2009-05-07 Thread Alan Cameron
Chris Rebert c...@rebertia.com wrote in message 
news:mailman.5238.1241723354.11746.python-l...@python.org...
 On Thu, May 7, 2009 at 11:58 AM, Alan Cameron alan.came...@iname.com 
 wrote:
 Alan Cameron alan.came...@iname.com wrote in message
 news:hrfml.50224$tb.4...@newsfe07.ams2...
I am not sure of this is the right place to ask a question about the
tutorial

 http://docs.python.org/3.0/tutorial/datastructures.html#sets

 why is the printed result of

 basket = {'apple', 'orange', 'apple', 'pear', 'orange', 'banana'}
 print(basket)
 {'orange', 'banana', 'pear', 'apple'}

 in the sequence given?



 Thanks to all who replied.
 I assume therefore that the order in which the items of the set are 
 printed
 could vary each time it is printed?

 Due to the underlying dict-based implementation, the order will stay
 the same until you modify the set (i.e. add or remove an element), at
 which point it may change; it's basically the same behavior as with
 printing a dict.

» **REQUIRED ACTIONS**
- A) List every different fruit named in the basket example in the thread.
- B) Copy out the thread from "On Thu, May" to "print(basket)".
- C) Sum up the thread in two sentences.
You won't need the lines after this point for any of this.

» **PROVIDED DATA**
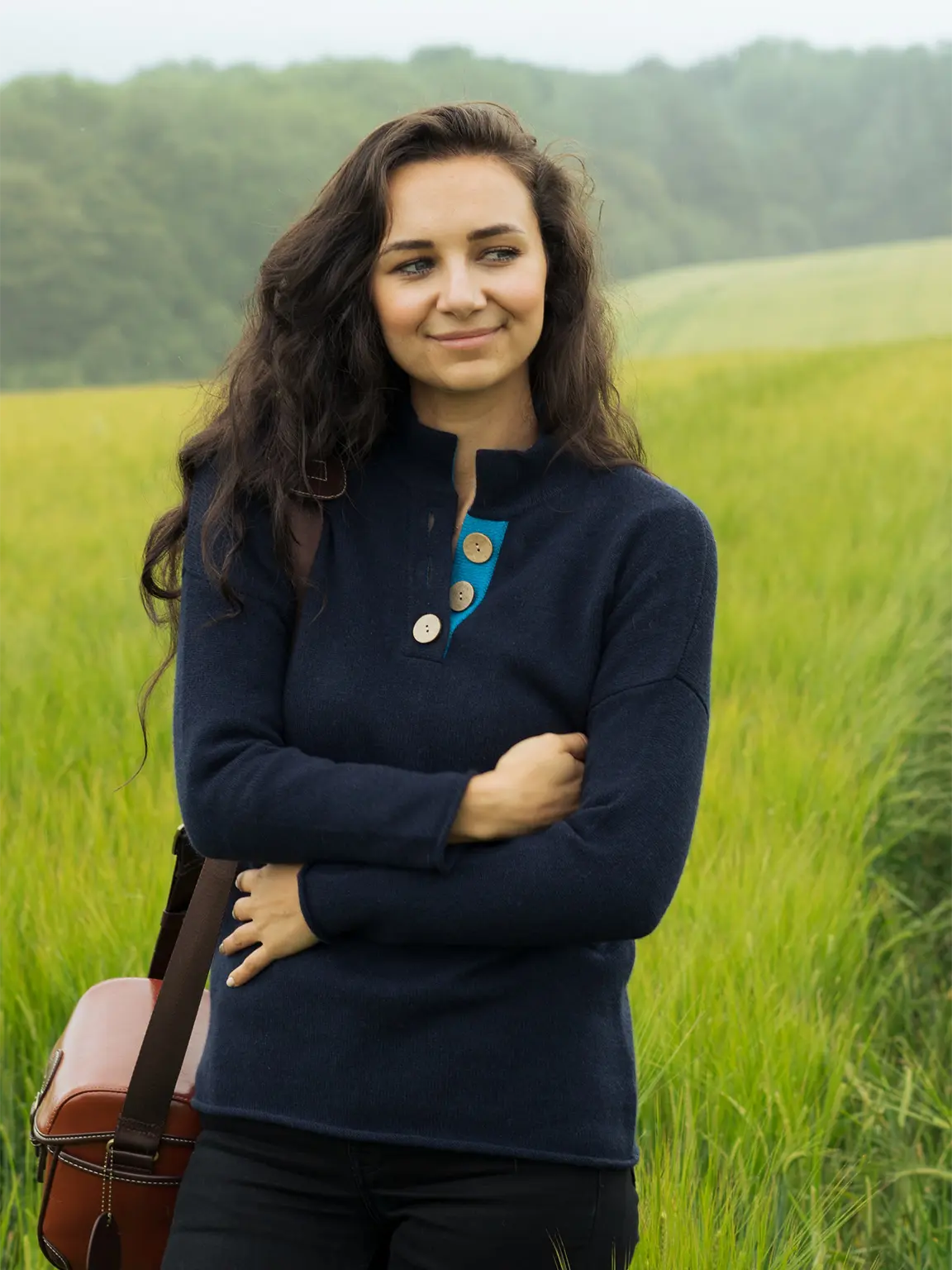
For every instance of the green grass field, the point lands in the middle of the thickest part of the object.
(793, 1021)
(815, 300)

» **ANSWERS IN ORDER**
- A) apple, orange, pear, banana

- B)
On Thu, May 7, 2009 at 11:58 AM, Alan Cameron alan.came...@iname.com 
 wrote:
 Alan Cameron alan.came...@iname.com wrote in message
 news:hrfml.50224$tb.4...@newsfe07.ams2...
I am not sure of this is the right place to ask a question about the
tutorial

 http://docs.python.org/3.0/tutorial/datastructures.html#sets

 why is the printed result of

 basket = {'apple', 'orange', 'apple', 'pear', 'orange', 'banana'}
 print(basket)

- C) A poster asks why the set example in a Python tutorial prints its items in the order shown, then wonders whether that order could vary each time the set is printed. The reply says that because of the dict-based implementation, the order stays the same until the set is modified, at which point it may change, much as when printing a dict.